> EXCERPT TO READ
──────────────────────────────

To many of his patients, Dr. Eric Kwek Soon Kiat was more than a doctor; he was a doctor whom had gone the extra miles – a doctor whom they could have a heart to heart talk on many issues other than their medical conditions and a doctor whom wasn’t rushing his patients out of his consultation room so that he could see more patients and fatten his wallet. Dr. Kwek was a good doctor but most importantly … he was also like a friend to many of his patients. Fond memories of his acts of kindness, his patience and sincerity will always touch the hearts of his many patients or should I say, friends.
I have the habit of sharing lessons, as what a dear friend of mine put it, with family and friends through email. I am not sure if they read the email all the time because I rarely get a reply from them. It has always thrilled and delighted me to get replies once in a while. However, I was both happy and sad when I received a reply from this dear friend about a week ago. He was the one who shared the story of Dr. Kwek with me.
Although I did not know Dr. Kwek personally, reading the testimonials of his patients still saddened me. In a tribute to him, I learned how he had walked the extra miles. He was called up late one evening by this patient’s sister and yet he turned up at the hospital’s A & E department just to visit this patient. They made a detour to his clinic later, at close to midnight, so that he could give this patients some jabs. A simple act like this could have been just a routine and norm for Dr. Kwek. However, for this patient, this simple act of kindness and concern meant a great deal and touched his life.

──────────────────────────────

> ASSIGNMENT
Please reproduce the passage about Dr. Kwek word for word, from start to finish. Rely only on the passage about Dr. Kwek.

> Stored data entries
──────────────────────────────

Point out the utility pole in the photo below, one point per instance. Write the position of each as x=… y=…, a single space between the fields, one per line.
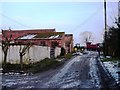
x=105 y=35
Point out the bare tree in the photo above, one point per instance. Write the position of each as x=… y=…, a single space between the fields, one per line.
x=86 y=36
x=5 y=45
x=22 y=52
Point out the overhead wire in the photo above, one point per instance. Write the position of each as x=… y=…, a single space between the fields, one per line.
x=15 y=21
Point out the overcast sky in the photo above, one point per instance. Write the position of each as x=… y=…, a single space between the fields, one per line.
x=70 y=17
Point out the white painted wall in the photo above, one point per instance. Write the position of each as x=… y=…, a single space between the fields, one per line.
x=57 y=51
x=34 y=54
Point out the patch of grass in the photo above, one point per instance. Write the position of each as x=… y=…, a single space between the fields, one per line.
x=44 y=65
x=110 y=59
x=41 y=66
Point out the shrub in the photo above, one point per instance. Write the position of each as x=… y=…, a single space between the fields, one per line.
x=68 y=56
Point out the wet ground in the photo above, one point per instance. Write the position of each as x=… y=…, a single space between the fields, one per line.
x=80 y=72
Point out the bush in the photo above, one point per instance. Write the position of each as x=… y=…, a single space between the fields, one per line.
x=43 y=65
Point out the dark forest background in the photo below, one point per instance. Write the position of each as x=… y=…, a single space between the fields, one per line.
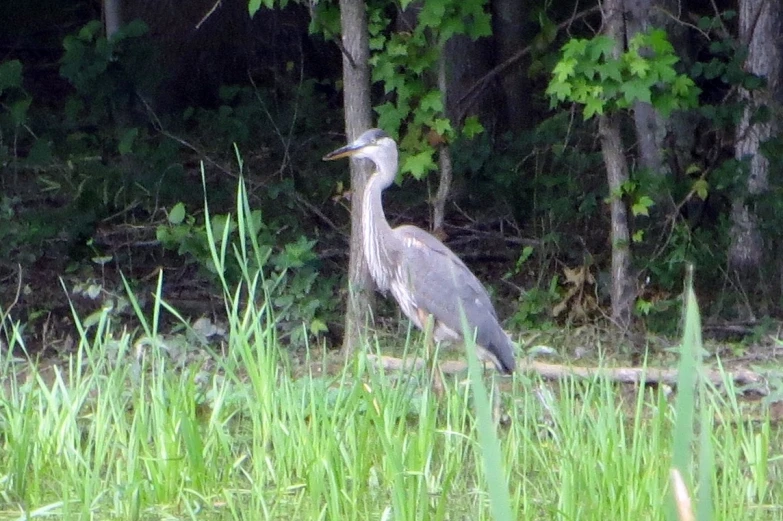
x=108 y=146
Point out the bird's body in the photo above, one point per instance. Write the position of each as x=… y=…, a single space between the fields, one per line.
x=423 y=275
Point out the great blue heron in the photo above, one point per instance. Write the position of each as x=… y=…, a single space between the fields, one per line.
x=425 y=277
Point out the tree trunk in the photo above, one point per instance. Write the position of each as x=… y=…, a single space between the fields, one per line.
x=356 y=92
x=112 y=16
x=759 y=22
x=650 y=127
x=509 y=31
x=444 y=163
x=622 y=293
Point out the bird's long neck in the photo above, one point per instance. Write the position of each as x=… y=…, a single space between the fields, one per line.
x=378 y=238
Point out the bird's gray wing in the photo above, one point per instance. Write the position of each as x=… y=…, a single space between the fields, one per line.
x=440 y=283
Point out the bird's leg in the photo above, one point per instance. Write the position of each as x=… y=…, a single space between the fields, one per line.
x=428 y=323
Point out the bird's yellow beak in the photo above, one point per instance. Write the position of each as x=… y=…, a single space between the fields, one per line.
x=346 y=151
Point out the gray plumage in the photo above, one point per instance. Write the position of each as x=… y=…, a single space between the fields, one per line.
x=424 y=276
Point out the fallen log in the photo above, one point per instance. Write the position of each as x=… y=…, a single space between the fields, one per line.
x=634 y=375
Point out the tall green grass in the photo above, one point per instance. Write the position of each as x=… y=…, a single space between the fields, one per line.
x=124 y=430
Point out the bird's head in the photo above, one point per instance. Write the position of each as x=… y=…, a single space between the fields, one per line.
x=370 y=145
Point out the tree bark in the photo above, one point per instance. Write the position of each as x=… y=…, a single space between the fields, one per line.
x=650 y=126
x=444 y=162
x=509 y=19
x=759 y=27
x=356 y=92
x=112 y=16
x=622 y=292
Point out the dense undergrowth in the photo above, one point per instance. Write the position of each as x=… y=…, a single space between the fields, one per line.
x=98 y=182
x=123 y=430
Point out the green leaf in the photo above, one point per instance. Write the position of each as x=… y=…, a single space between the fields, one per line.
x=419 y=164
x=564 y=69
x=602 y=46
x=638 y=236
x=442 y=126
x=558 y=91
x=592 y=107
x=642 y=206
x=575 y=48
x=318 y=326
x=637 y=65
x=702 y=188
x=177 y=213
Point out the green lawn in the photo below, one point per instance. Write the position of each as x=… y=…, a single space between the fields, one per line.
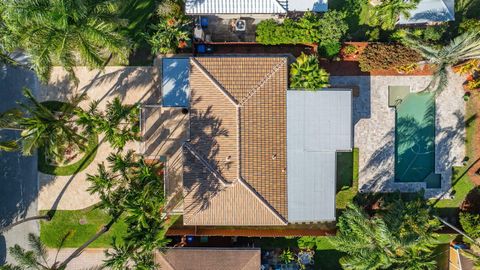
x=347 y=177
x=68 y=222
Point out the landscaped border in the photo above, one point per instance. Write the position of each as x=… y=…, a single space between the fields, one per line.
x=89 y=155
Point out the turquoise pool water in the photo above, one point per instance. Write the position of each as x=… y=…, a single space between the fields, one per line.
x=415 y=140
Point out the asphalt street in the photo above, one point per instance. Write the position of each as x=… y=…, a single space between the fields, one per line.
x=18 y=174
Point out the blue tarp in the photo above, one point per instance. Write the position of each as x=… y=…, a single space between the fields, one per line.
x=175 y=82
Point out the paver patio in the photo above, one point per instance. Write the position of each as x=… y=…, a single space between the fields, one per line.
x=374 y=131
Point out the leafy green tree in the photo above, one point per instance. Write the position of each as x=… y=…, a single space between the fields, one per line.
x=132 y=188
x=306 y=73
x=42 y=126
x=462 y=48
x=400 y=237
x=387 y=13
x=66 y=32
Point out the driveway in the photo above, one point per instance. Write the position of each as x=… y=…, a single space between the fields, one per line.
x=18 y=174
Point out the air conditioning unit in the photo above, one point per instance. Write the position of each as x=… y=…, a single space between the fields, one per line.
x=241 y=25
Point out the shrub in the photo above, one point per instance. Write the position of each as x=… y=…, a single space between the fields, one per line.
x=434 y=33
x=469 y=25
x=306 y=73
x=470 y=224
x=311 y=28
x=386 y=56
x=350 y=49
x=330 y=50
x=169 y=34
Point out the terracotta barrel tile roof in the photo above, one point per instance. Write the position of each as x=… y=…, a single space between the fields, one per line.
x=238 y=133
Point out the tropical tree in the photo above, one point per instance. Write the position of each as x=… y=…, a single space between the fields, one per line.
x=306 y=73
x=401 y=237
x=462 y=48
x=36 y=258
x=119 y=122
x=387 y=13
x=64 y=32
x=132 y=188
x=42 y=126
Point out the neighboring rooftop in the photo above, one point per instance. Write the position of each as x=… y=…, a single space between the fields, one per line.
x=311 y=5
x=235 y=162
x=235 y=7
x=319 y=123
x=209 y=258
x=431 y=11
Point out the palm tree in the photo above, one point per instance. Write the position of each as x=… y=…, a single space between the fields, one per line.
x=472 y=256
x=119 y=122
x=65 y=32
x=132 y=188
x=42 y=126
x=306 y=73
x=388 y=12
x=36 y=258
x=400 y=237
x=462 y=48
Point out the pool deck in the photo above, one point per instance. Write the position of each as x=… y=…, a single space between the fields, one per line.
x=374 y=131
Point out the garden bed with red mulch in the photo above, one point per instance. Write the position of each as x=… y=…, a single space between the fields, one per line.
x=475 y=144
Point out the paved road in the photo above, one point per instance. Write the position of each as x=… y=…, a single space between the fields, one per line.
x=18 y=175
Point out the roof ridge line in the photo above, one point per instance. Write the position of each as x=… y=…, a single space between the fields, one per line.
x=207 y=165
x=214 y=81
x=264 y=80
x=262 y=201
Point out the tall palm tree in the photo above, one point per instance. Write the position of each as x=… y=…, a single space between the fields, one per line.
x=462 y=48
x=388 y=12
x=42 y=126
x=399 y=238
x=132 y=188
x=65 y=32
x=34 y=259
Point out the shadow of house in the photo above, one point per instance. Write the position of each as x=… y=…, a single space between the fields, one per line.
x=18 y=173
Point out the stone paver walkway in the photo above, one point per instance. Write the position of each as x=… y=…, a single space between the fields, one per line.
x=88 y=259
x=131 y=85
x=374 y=131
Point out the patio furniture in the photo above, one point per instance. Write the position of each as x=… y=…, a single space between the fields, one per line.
x=396 y=94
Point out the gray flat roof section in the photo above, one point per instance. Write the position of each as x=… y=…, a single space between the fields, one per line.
x=175 y=82
x=318 y=125
x=428 y=11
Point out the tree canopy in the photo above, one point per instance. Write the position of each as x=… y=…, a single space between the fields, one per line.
x=65 y=32
x=400 y=237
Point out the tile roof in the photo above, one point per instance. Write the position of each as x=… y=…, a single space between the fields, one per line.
x=209 y=258
x=237 y=152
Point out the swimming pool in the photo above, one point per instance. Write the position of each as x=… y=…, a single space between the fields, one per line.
x=415 y=140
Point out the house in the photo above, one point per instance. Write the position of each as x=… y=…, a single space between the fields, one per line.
x=259 y=154
x=430 y=11
x=203 y=7
x=209 y=258
x=235 y=21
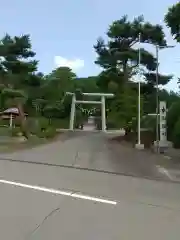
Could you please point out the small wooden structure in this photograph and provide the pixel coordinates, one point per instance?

──────────────────────────────

> ANSWER BOX
To many of his patients, Dr. Eric Kwek Soon Kiat was more than a doctor; he was a doctor whom had gone the extra miles – a doctor whom they could have a heart to heart talk on many issues other than their medical conditions and a doctor whom wasn’t rushing his patients out of his consultation room so that he could see more patients and fatten his wallet. Dr. Kwek was a good doctor but most importantly … he was also like a friend to many of his patients. Fond memories of his acts of kindness, his patience and sincerity will always touch the hearts of his many patients or should I say, friends.
I have the habit of sharing lessons, as what a dear friend of mine put it, with family and friends through email. I am not sure if they read the email all the time because I rarely get a reply from them. It has always thrilled and delighted me to get replies once in a while. However, I was both happy and sad when I received a reply from this dear friend about a week ago. He was the one who shared the story of Dr. Kwek with me.
Although I did not know Dr. Kwek personally, reading the testimonials of his patients still saddened me. In a tribute to him, I learned how he had walked the extra miles. He was called up late one evening by this patient’s sister and yet he turned up at the hospital’s A & E department just to visit this patient. They made a detour to his clinic later, at close to midnight, so that he could give this patients some jabs. A simple act like this could have been just a routine and norm for Dr. Kwek. However, for this patient, this simple act of kindness and concern meant a great deal and touched his life.